» Written exercise: Please copy all the lines that follow, word for word.

» Provided material:
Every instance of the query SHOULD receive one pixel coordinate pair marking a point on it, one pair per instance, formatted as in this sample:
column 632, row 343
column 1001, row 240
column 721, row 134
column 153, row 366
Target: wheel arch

» Solved problem:
Every instance of the query SHOULD receive one pixel coordinate pair marking a point on it, one pair per instance, formatted as in this sample:
column 632, row 343
column 1001, row 240
column 721, row 134
column 153, row 366
Target: wheel arch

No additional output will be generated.